Recorded data
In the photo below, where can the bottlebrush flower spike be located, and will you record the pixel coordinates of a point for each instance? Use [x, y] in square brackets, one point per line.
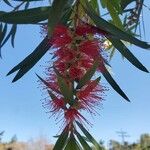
[74, 54]
[71, 115]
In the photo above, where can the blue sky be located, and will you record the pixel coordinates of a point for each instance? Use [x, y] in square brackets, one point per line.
[21, 112]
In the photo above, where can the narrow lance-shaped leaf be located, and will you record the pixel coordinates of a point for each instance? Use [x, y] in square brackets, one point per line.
[114, 85]
[110, 28]
[88, 75]
[127, 54]
[55, 14]
[114, 14]
[8, 3]
[28, 0]
[31, 60]
[8, 35]
[60, 143]
[89, 136]
[46, 83]
[65, 89]
[125, 3]
[82, 141]
[14, 29]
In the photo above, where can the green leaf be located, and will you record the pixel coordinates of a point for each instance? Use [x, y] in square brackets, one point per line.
[114, 85]
[2, 34]
[14, 29]
[114, 14]
[88, 75]
[125, 3]
[46, 83]
[33, 58]
[51, 95]
[28, 0]
[82, 141]
[103, 3]
[30, 60]
[72, 144]
[111, 29]
[8, 3]
[89, 136]
[116, 5]
[127, 54]
[60, 143]
[55, 14]
[8, 35]
[64, 88]
[29, 16]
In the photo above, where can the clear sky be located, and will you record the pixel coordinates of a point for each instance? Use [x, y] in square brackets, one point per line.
[21, 112]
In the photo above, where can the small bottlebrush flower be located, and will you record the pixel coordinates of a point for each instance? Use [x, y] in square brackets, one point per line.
[60, 66]
[76, 72]
[57, 104]
[85, 61]
[71, 115]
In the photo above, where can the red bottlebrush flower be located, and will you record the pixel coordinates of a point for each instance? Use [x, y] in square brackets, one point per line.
[76, 72]
[57, 104]
[85, 61]
[90, 48]
[60, 66]
[72, 115]
[61, 41]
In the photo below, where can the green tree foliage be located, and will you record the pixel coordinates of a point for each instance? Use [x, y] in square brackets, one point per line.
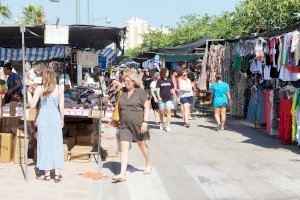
[5, 12]
[34, 15]
[253, 16]
[250, 16]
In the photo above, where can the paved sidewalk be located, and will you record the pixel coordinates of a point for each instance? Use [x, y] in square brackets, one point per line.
[196, 164]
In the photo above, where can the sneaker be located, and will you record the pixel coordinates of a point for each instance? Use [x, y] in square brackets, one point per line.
[161, 126]
[218, 127]
[187, 125]
[168, 129]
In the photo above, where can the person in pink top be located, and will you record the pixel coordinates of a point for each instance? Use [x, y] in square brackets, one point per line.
[176, 90]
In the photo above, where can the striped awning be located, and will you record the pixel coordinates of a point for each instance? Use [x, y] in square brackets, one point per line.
[34, 54]
[109, 53]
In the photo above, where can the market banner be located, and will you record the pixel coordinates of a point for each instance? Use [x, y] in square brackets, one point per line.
[34, 54]
[108, 53]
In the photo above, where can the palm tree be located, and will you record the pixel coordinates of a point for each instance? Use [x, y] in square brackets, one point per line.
[34, 15]
[4, 12]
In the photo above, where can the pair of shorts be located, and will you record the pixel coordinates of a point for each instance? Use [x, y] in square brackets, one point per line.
[188, 100]
[165, 105]
[154, 105]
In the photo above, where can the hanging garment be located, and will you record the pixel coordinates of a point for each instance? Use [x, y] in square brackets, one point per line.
[285, 121]
[268, 111]
[274, 72]
[259, 50]
[203, 75]
[285, 74]
[298, 126]
[267, 72]
[256, 66]
[276, 108]
[295, 46]
[252, 107]
[261, 117]
[295, 106]
[87, 59]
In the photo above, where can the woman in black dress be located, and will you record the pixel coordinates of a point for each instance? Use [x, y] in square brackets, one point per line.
[134, 115]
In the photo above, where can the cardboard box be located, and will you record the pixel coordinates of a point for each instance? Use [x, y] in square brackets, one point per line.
[31, 114]
[18, 156]
[96, 113]
[71, 142]
[78, 112]
[6, 147]
[84, 139]
[67, 111]
[65, 141]
[73, 112]
[80, 152]
[86, 112]
[72, 129]
[10, 124]
[66, 152]
[84, 129]
[19, 143]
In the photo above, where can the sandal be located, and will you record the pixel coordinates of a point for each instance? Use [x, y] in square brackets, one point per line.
[147, 171]
[57, 178]
[118, 179]
[46, 178]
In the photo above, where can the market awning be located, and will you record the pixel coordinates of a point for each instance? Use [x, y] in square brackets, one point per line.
[34, 54]
[179, 57]
[186, 48]
[144, 56]
[80, 36]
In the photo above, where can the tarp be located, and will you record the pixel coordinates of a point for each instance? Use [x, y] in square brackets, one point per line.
[80, 36]
[108, 53]
[179, 57]
[182, 49]
[34, 54]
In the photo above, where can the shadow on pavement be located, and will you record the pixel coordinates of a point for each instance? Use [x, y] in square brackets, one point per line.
[208, 127]
[257, 136]
[115, 167]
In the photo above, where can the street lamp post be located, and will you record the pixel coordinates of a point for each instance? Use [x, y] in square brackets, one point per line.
[107, 20]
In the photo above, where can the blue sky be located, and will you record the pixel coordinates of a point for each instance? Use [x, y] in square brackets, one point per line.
[156, 12]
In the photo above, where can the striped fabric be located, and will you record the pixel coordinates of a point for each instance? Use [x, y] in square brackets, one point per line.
[34, 54]
[108, 53]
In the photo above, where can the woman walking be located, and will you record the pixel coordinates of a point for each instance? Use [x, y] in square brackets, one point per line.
[147, 79]
[221, 98]
[134, 115]
[165, 94]
[50, 120]
[154, 99]
[186, 97]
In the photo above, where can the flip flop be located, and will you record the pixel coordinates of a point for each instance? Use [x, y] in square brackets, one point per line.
[147, 171]
[119, 179]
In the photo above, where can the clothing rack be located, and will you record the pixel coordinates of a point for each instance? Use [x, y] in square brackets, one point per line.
[268, 34]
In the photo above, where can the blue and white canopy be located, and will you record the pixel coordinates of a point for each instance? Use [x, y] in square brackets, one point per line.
[108, 53]
[34, 54]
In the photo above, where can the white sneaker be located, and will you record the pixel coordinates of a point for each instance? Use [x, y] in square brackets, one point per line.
[161, 126]
[168, 129]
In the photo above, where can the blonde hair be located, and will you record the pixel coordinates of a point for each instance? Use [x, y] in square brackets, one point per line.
[134, 77]
[49, 81]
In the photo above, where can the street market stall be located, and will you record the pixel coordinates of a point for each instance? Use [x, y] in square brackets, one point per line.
[13, 43]
[265, 79]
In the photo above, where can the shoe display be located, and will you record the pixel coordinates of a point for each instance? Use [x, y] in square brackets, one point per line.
[168, 129]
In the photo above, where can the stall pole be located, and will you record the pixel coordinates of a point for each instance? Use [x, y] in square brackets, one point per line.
[23, 29]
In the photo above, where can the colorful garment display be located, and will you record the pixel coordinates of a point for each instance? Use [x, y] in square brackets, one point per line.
[285, 121]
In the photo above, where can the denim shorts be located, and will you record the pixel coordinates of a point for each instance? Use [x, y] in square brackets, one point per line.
[188, 100]
[165, 105]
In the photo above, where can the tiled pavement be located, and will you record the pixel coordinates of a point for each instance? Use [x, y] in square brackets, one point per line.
[196, 163]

Task to complete: Return all of the entries exactly as written, but drop any pictures they hold.

Task answer:
In the photo below, where can the bottlebrush flower spike be located, and will you record the pixel coordinates of a point for each instance? Use [x, y] in square brackets, one point per line.
[74, 54]
[71, 115]
In the photo above, where can the blue sky be located, and will you record the pixel coordinates of a point for each instance? Use [x, y] in square brackets, one point per line.
[21, 112]
In the photo above, where can the narrow lance-shaped leaf be located, and will you record the pixel coordinates of a point for each instance? Use [x, y] in square brackets, one point per line.
[114, 85]
[110, 28]
[88, 75]
[127, 54]
[55, 14]
[114, 14]
[8, 3]
[28, 0]
[31, 60]
[8, 35]
[60, 143]
[89, 136]
[46, 83]
[65, 89]
[125, 3]
[82, 141]
[14, 29]
In the photo above, where can the green leaf be located, and will you record the pixel coordinates of a point for each instance? Use [x, y] in square brackets, one point per line.
[114, 85]
[2, 34]
[14, 29]
[114, 14]
[88, 75]
[125, 3]
[46, 83]
[33, 58]
[51, 95]
[28, 0]
[82, 141]
[103, 3]
[30, 60]
[72, 144]
[111, 29]
[8, 3]
[89, 136]
[116, 5]
[127, 54]
[60, 143]
[55, 14]
[8, 35]
[64, 88]
[29, 16]
In the photo above, where can the clear sky be located, and will you record the pixel coordinates of a point for each instance? Use [x, y] in square brackets, one point per line.
[21, 112]
In the photo above, where can the small bottlebrush flower be located, and will you record the pixel coordinates of a point for each instance? Use [x, y] in square brackets, one point per line.
[60, 66]
[76, 72]
[57, 104]
[85, 61]
[71, 115]
In the photo above, where can the red bottlebrush flower be located, and will you record the pixel coordinates of a point for each instance? Use [x, y] in square brackets, one point per line.
[76, 72]
[57, 104]
[85, 61]
[90, 48]
[60, 66]
[72, 115]
[61, 41]
In the photo below, where can the green tree foliage be located, and will you record the pixel coordinates of a point for each instance? Use [x, y] in square brackets, one point per line.
[5, 12]
[34, 15]
[253, 16]
[250, 16]
In the photo above, where can the paved sidewalk be located, and will you record the pixel coordinates of a point for each instance? Use [x, y] in square brackets, one point per line.
[196, 164]
In the photo above, where can the sneaker be located, and will you record the pixel coordinates of a point for each instance? Use [x, y] in square brackets, one point per line.
[161, 126]
[218, 127]
[187, 125]
[168, 129]
In the photo above, where can the person in pink top be located, and will you record the pixel coordinates of a point for each instance? Use [x, y] in square brackets, one point per line.
[176, 90]
In the photo above, where can the striped awning be located, and will you record the pixel coordinates of a point for each instance? Use [x, y] in square brackets, one point per line.
[34, 54]
[109, 53]
In the photo above, where can the market banner be located, and will you record the pixel coordinates of a point for each instance? Use [x, y] in square brackets, one point per line.
[34, 54]
[108, 53]
In the photo above, where can the palm tree be located, and will you record the pixel coordinates of a point for each instance? Use [x, y] in square brackets, one point per line.
[34, 15]
[4, 12]
In the photo above, where can the pair of shorts be located, and will you record the pixel coordinates of a point for each instance? Use [x, y] in square brackets, one point per line.
[188, 100]
[165, 105]
[154, 105]
In the photo above, where can the hanging garment be located, and will you record the pixel coordinates of a point for each instance? Use [x, y] in square brackets, one point per line.
[285, 121]
[268, 111]
[274, 72]
[259, 50]
[203, 75]
[285, 74]
[298, 126]
[267, 72]
[256, 66]
[276, 108]
[295, 46]
[252, 107]
[261, 117]
[295, 106]
[87, 59]
In the photo above, where can the woman in black dress be located, and will you record the pixel coordinates of a point for each instance? Use [x, y] in square brackets, one point per line.
[134, 115]
In the photo above, where can the cardboard box be located, and will you record the pixel coordinates of a point for each instance? Use [x, y] in square brackets, one point per line.
[31, 114]
[18, 156]
[96, 113]
[71, 142]
[78, 112]
[6, 147]
[84, 139]
[67, 111]
[65, 141]
[73, 112]
[80, 152]
[86, 112]
[72, 129]
[10, 124]
[66, 152]
[84, 129]
[19, 143]
In the photo above, where can the sandal be located, and will you record the pixel coordinates of a point for each instance? Use [x, y] in square brackets, one point per line.
[147, 171]
[57, 178]
[118, 179]
[46, 178]
In the photo above, where can the market awning be located, and will you record the pixel coordinates of a point for each instance? Use [x, y] in square brackets, one point per line.
[34, 54]
[179, 57]
[186, 48]
[144, 56]
[80, 36]
In the photo above, where can the tarp be located, and will you record the pixel coordinates of a point for each instance? Use [x, y] in square brackets, one point per line.
[80, 36]
[108, 53]
[179, 57]
[182, 49]
[34, 54]
In the photo above, where can the shadow on pavement be located, and will you record the pixel coordinates of a point for each instance? Use [x, y] in square brackets, one point per line.
[208, 127]
[257, 136]
[115, 167]
In the photo above, where can the street lamp post be located, and will you record the pixel coordinates of a point for each instance? Use [x, y] in square brackets, one point per line.
[107, 20]
In the photo above, where can the blue sky be located, and will you record the pixel coordinates of a point for each instance? Use [x, y] in square brackets, one point per line.
[156, 12]
In the photo above, where can the striped fabric be located, and will you record the pixel coordinates of a point for each instance? Use [x, y] in square brackets, one point per line.
[34, 54]
[108, 53]
In the photo above, where can the woman walking be located, and will you record the pixel coordinates of a point for each instance? Use [x, y] in square brackets, one point per line.
[147, 79]
[221, 98]
[134, 115]
[165, 94]
[50, 120]
[154, 99]
[186, 97]
In the photo above, where can the flip flop be located, and will you record the pixel coordinates of a point for each instance? Use [x, y] in square brackets, one point per line.
[147, 171]
[119, 179]
In the photo above, where can the clothing rack be located, and will you record the pixel coordinates of a point for each instance? Use [x, y] in square brackets, one point per line.
[268, 34]
In the photo above, where can the blue and white canopy be located, and will you record the pixel coordinates of a point for each instance? Use [x, y] in square brackets, one point per line.
[108, 53]
[34, 54]
In the photo above, where can the white sneaker be located, and will you record the pixel coordinates of a point for each instance? Use [x, y] in square brackets, one point per line.
[161, 126]
[168, 129]
In the photo above, where can the blonde hair be located, and will you record the pixel coordinates of a point for each instance? Use [x, y] in square brackets, one point per line.
[134, 77]
[49, 81]
In the photo above, where can the street market stall be located, and will you record the pixel coordinates of a point for each instance? Use [x, y] in square brackets, one point per line.
[13, 43]
[265, 79]
In the photo above, where can the shoe display be located, and will you record the pixel coordinates of a point for each instance? Use [x, y] in square brackets, one point per line.
[168, 129]
In the photo above, where can the stall pole be located, and will you record the pixel coordinates of a point for each instance? Use [x, y] in square brackets, one point per line.
[23, 29]
In the photo above, where can the colorful garment display be located, and will you record the pixel coordinates of a point for each instance? Use [x, y] in square brackets, one point per line.
[285, 121]
In the photo above, where can the denim shorts be located, and will you record the pixel coordinates of a point for each instance? Use [x, y] in square brackets, one point per line.
[188, 100]
[165, 105]
In the photo above, where can the tiled pavement be located, and will you record the pixel coordinates of a point for each instance? Use [x, y] in square brackets, one point per line.
[196, 163]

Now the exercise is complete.